■ READING TEXT:
┌──

Climate change supplement from open access journal Global Health Action

With the upcoming UN Climate change conference COP-15 almost upon us, the editors of the open access journal Global Health Action have published a special collection of articles highlighting the effects of climate change on health.  The collection is packaged as part of the latest issue, so you’ll need to scroll down to find specific articles.

According to Maria Neira (Director, Public Health and Environment, World Health Organization, Geneva) writing in a foreword to the collection the set of articles considers health in an extremely broad sense and includes good representation of authors from low and middle-income countries.  The 23 featured articles are on two main themes – the effects of heat on human health and the effects of climate change on infectious disease.

└──

Please continue the piece on the Global Health Action climate change and health collection from where it stops.

Localization data with one point per instance:
┌──

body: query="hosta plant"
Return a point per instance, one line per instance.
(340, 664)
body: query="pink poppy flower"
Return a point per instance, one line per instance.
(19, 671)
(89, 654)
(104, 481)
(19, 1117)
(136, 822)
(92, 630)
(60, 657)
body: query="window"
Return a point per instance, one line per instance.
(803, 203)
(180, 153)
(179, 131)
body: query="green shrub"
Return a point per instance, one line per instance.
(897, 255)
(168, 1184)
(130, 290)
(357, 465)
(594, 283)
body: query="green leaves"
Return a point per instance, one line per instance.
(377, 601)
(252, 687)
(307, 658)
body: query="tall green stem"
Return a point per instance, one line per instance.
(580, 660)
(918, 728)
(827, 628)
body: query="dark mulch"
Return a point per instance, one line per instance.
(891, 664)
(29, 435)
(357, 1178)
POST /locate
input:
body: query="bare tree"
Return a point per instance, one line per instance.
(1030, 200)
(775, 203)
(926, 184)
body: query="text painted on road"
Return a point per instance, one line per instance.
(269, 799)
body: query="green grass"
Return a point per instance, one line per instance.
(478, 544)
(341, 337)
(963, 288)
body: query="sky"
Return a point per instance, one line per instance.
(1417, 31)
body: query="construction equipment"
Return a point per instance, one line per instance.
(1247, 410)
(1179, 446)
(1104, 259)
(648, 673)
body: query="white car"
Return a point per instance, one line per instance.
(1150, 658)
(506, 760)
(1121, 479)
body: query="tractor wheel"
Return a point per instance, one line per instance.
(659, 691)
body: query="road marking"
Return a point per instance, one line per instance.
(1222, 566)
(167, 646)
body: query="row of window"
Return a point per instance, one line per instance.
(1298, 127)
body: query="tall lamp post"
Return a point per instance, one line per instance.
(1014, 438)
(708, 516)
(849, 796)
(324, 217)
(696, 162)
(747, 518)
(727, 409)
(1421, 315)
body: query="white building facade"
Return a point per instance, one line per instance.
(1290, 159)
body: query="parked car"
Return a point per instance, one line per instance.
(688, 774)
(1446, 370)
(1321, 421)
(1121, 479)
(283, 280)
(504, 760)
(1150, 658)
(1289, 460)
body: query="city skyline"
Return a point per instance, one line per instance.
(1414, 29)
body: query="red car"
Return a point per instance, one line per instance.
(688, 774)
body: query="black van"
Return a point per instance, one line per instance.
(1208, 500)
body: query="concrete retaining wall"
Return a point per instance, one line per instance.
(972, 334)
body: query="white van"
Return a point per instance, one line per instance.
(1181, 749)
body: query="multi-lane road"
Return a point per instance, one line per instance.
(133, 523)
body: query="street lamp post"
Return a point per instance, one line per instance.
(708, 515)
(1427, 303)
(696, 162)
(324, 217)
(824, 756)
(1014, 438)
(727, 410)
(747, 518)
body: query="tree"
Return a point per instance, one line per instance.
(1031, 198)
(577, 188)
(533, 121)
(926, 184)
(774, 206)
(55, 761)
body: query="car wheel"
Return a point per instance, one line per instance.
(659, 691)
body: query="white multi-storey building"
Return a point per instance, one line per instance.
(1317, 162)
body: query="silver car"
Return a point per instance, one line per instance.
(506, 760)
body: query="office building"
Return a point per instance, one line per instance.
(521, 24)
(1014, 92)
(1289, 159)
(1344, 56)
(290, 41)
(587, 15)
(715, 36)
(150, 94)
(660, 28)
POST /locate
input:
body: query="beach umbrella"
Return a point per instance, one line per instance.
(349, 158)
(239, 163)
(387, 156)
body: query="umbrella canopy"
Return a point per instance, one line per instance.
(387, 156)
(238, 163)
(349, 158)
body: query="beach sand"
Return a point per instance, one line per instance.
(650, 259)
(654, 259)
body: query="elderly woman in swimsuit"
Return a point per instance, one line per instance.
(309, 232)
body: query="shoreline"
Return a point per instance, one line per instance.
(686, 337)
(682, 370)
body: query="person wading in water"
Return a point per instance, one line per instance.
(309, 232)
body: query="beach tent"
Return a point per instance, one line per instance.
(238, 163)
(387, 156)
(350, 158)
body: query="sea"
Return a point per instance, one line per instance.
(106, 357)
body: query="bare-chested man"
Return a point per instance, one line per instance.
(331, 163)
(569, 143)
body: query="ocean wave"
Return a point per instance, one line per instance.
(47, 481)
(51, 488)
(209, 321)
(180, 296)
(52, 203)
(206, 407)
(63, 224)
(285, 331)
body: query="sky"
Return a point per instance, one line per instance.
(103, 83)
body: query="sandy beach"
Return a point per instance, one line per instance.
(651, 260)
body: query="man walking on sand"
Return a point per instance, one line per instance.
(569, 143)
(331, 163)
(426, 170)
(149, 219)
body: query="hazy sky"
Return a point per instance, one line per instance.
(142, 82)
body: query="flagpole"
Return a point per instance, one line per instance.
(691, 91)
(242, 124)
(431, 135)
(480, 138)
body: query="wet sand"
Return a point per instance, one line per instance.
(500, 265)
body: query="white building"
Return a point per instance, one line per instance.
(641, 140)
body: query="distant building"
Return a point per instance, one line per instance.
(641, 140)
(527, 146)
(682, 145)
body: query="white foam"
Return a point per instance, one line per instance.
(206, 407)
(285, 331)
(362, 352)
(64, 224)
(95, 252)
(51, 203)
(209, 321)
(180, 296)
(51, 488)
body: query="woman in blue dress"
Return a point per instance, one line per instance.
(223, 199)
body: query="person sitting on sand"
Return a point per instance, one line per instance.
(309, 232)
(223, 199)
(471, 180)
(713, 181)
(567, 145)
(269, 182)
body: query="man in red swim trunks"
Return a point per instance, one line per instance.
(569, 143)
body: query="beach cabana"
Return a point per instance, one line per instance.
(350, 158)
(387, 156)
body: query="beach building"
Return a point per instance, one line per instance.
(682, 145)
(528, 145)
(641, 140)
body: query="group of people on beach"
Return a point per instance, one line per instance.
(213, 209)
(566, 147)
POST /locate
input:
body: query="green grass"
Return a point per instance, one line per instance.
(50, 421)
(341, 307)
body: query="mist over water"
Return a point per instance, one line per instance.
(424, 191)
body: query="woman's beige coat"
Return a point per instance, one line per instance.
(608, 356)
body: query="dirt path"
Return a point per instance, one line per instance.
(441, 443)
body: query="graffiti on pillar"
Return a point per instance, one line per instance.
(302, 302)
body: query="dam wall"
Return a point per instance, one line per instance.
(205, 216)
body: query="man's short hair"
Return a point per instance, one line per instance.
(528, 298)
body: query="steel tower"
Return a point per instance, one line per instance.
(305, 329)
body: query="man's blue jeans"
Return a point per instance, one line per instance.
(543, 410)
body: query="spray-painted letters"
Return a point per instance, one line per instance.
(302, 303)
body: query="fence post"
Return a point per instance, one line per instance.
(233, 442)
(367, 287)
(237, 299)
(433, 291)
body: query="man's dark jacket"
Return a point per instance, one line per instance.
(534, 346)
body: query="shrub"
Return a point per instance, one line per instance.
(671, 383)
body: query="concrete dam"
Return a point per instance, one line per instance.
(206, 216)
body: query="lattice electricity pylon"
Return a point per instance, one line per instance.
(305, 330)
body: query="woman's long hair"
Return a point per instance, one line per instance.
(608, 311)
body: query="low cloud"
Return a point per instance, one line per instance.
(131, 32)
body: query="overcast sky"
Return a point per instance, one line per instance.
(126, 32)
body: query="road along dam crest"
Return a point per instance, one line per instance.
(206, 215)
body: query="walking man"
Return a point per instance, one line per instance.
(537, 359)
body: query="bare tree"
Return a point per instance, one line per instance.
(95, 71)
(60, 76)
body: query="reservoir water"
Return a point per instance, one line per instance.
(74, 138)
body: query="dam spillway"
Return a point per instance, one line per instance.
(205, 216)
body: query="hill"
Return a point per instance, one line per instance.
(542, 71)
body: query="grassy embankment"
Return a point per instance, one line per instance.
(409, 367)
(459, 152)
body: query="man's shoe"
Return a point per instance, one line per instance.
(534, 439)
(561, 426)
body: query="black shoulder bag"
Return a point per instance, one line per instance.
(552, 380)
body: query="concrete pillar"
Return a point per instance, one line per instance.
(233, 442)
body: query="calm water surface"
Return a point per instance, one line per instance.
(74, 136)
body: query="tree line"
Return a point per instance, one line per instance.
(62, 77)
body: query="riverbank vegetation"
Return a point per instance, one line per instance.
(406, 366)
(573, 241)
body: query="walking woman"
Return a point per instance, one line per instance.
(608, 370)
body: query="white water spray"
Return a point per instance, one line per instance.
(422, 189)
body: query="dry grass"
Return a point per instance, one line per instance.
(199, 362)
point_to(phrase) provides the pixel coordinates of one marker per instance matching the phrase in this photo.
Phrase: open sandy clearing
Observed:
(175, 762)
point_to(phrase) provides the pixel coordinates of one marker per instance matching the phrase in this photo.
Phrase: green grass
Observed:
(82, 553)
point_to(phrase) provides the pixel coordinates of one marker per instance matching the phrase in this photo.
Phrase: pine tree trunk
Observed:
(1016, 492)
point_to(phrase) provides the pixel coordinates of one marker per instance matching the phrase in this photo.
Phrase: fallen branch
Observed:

└──

■ YOUR RESPONSE:
In a provocative guest editorial Rainer Sauerborn, Tord Kjellstrom and Maria Nilsson state that ‘There are three strong reasons for the climate policy community to consider health impacts: 1) the impacts are large, increasing and inequitably distributed; 2) the majority of people everywhere are concerned about the protection of their own and their children’s health and are hence prepared to support mitigation policies; and 3) certain mitigation policies have significant positive health ‘co-benefits’, and these should be quantified and promoted to support mitigation arguments.’. They go on to call for those attending COP-15 to  fill research gaps, develop and monitor adaptation strategies, and  to  use health as a driver for global climate polices.

Global Health Action is an international peer-reviewed Open Access journal affiliated with the Centre for Global Health Research (CGH) at Umeå University, Sweden (the journal’s Deputy Editor is Peter Byass, who is also on PLoS Medicine’s editorial board). COP-15, a meeting of policy-makers from 192 countries, will be held in Copenhagen from the 7th to the 18th of December, 2009.